2.3 Business Benefits
For the business itself, a well-crafted banking resolution helps:
- Separate personal and business finances, which is essential for preserving limited liability.
- Prevent misunderstandings among owners about who may sign checks or borrow money.
- Simplify banking operations by giving the bank a single, authoritative reference when questions arise.
3. Core Elements of a Banking Resolution
There is no single universal template for a banking resolution, but most documents contain similar components so that banks can quickly confirm identity and authority.
| Key Element | Purpose |
|---|---|
| Business name and details | Identifies the legal entity (exact name, type of entity, formation jurisdiction). |
| Date of adoption | Shows when the governing body approved the resolution. |
| Governing body statement | Confirms that the board, members, or partners met and adopted the decision. |
| Authorized individuals | Lists those allowed to act for the company in banking matters, often with titles and contact details. |
| Scope of authority | Describes which banking activities are permitted for each person. |
| Limitations or conditions | Sets dollar limits, dual-signature rules, or other controls. |
| Certification and signatures | Includes the signature of a corporate officer or company representative certifying accuracy, often with a company seal if used. |
3.1 Typical Powers Granted
A business may give broad or narrow authority depending on size and risk tolerance. Common powers include:
- Opening and closing checking, savings, or merchant accounts
- Endorsing and depositing checks or other items payable to the company
- Signing checks or initiating electronic payments and wire transfers
- Accessing online banking portals and account statements
- Negotiating and signing loan or credit agreements on behalf of the company
Some resolutions also authorize specific individuals to sign related documents, such as bank service agreements, cardholder agreements, and electronic banking enrollment forms.
4. How Banking Resolutions Differ by Business Type
The basic concept is the same for all entities, but the details of who adopts and signs the resolution depend on the business structure.
4.1 Corporations
For a corporation, the resolution is generally approved by the board of directors during a meeting and entered into the corporate minutes. The corporate secretary—or another designated officer—certifies the resolution and provides copies to the bank. Authorized individuals are often officers such as the president, treasurer, or CFO, but the board may designate non-officers as well if appropriate.
4.2 Limited Liability Companies (LLCs)
In an LLC, the resolution is usually adopted by the members (for member-managed LLCs) or by the managers (for manager-managed structures). Many banks request an LLC banking resolution to clarify which members or managers may control the account, particularly if not all owners are involved in day-to-day operations.
4.3 Partnerships
Partnerships may adopt a written resolution signed by the partners to identify who can handle banking. Even in jurisdictions where each partner has authority by default, a written resolution creates clarity for the bank and can limit authority to certain partners if that is what the partnership agreement provides.

★ ★ ★

Objective A: In the banking resolution passage, who generally approves a corporation's resolution?
Objective B: Rewrite the part of the banking resolution passage that begins at the words "In an LLC, the" and stops after "in day-to-day operations.", putting "daily operations" in place of "day-to-day operations".

Data excerpt:
★ ★ ★

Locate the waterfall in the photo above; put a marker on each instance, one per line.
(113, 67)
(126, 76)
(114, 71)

★ ★ ★

Written response A: The board of directors approves it, during a meeting.

Written response B:
In an LLC, the resolution is usually adopted by the members (for member-managed LLCs) or by the managers (for manager-managed structures). Many banks request an LLC banking resolution to clarify which members or managers may control the account, particularly if not all owners are involved in daily operations.